EXERCISE GOAL:
In the text on the Obama health-care push, how much money was Max Baucus hoping to raise by limiting the tax preference for employer-paid premiums?

DOCUMENT TEXT:
[Start of section]

The Obama administration has been desperately trying to create a sense of momentum around its health-care push, which is why it is touting the latest “deal” with hospital associations so heavily.

But there are clear signs that Congressional Democrats and the Obama White House have steered the health-care effort into seriously choppy political waters.

Consider:

  1. Yesterday, Senate Democratic leaders all but rejected Senate Finance Committee Chairman Max Baucus’s months-long effort to impose a limit on the tax preference for employer-paid premiums as a way to pay for his reform plan. Media reports indicate he was hoping to generate $340 billion from such a tax to pay for his plan, but that looks highly unlikely now. House leaders were never much interested in the idea, given the adamant opposition of organized labor, and won’t include it in their bill. Revising the tax treatment of job-based insurance was the one potential “reform” with some potential for bipartisan appeal, as it could, under the right circumstances, encourage more cost-conscious consumption of health care. Senator Baucus had been planning to take up consideration of his bill — with the tax on benefits in it — in his committee next week. Where is he going to find a politically palatable $300 billion in a matter of days, let alone one that can also appeal to committee Republicans?

[End of section]

DATA EXTRACT:
[Start of section]

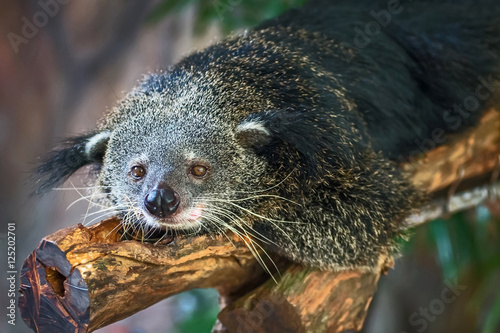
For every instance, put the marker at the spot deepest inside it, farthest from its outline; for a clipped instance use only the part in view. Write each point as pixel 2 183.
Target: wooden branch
pixel 80 279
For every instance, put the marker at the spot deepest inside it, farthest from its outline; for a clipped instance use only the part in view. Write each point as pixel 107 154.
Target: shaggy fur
pixel 300 122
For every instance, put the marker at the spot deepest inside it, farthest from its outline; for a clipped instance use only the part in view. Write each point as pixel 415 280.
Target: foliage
pixel 229 14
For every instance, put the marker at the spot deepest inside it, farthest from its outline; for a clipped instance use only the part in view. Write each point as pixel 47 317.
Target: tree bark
pixel 80 279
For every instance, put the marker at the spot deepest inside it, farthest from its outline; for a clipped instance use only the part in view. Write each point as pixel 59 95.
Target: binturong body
pixel 292 133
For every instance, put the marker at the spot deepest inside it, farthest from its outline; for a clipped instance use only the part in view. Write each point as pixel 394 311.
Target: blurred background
pixel 64 63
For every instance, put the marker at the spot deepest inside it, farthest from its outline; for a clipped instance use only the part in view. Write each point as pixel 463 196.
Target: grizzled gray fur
pixel 290 133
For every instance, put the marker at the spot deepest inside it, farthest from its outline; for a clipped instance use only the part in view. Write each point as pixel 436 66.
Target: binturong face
pixel 177 171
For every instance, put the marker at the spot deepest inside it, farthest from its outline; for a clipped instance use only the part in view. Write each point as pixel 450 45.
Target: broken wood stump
pixel 83 278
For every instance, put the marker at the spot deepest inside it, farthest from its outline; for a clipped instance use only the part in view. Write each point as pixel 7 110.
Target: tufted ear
pixel 63 161
pixel 286 137
pixel 252 133
pixel 304 138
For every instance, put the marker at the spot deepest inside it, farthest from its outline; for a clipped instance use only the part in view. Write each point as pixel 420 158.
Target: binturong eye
pixel 199 171
pixel 137 172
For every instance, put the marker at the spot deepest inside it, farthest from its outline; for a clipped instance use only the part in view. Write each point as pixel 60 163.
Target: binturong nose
pixel 162 201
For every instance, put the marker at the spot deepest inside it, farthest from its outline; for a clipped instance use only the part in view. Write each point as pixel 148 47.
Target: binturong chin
pixel 290 133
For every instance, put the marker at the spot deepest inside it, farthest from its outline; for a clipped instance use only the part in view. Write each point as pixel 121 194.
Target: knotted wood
pixel 83 278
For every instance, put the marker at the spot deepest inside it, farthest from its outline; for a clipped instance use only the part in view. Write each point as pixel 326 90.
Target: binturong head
pixel 170 163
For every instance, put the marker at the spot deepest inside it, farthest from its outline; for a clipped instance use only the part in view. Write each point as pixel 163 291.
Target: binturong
pixel 292 133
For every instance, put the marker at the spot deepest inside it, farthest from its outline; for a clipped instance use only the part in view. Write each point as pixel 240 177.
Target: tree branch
pixel 80 279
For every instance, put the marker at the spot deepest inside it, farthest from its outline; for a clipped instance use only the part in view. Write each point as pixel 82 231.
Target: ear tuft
pixel 252 134
pixel 75 153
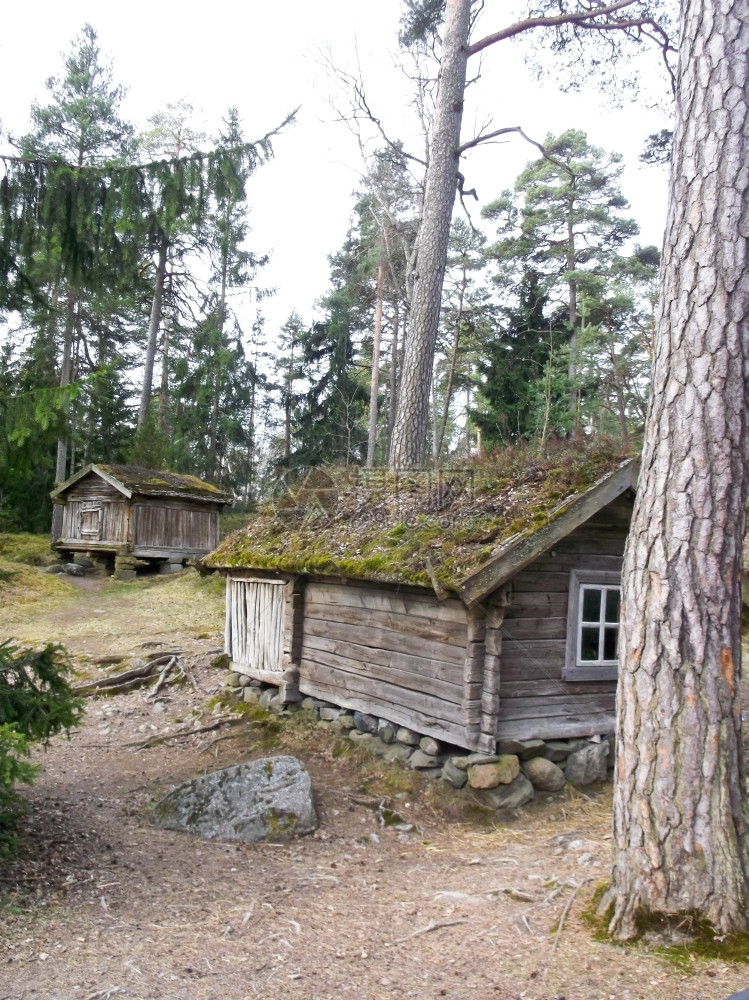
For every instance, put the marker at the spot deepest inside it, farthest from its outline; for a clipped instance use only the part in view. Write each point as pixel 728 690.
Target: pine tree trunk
pixel 66 368
pixel 440 430
pixel 409 433
pixel 680 836
pixel 374 386
pixel 393 386
pixel 153 331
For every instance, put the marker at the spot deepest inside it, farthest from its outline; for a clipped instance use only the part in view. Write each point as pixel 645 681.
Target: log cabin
pixel 473 606
pixel 127 511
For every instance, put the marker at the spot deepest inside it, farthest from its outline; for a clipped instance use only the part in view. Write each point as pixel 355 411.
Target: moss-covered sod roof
pixel 149 482
pixel 432 529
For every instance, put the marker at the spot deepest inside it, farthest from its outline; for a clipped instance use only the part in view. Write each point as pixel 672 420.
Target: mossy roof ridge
pixel 411 527
pixel 151 482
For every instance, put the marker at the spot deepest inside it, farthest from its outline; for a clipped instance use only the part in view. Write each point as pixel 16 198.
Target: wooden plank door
pixel 254 626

[End of section]

ANSWER SPACE:
$340 billion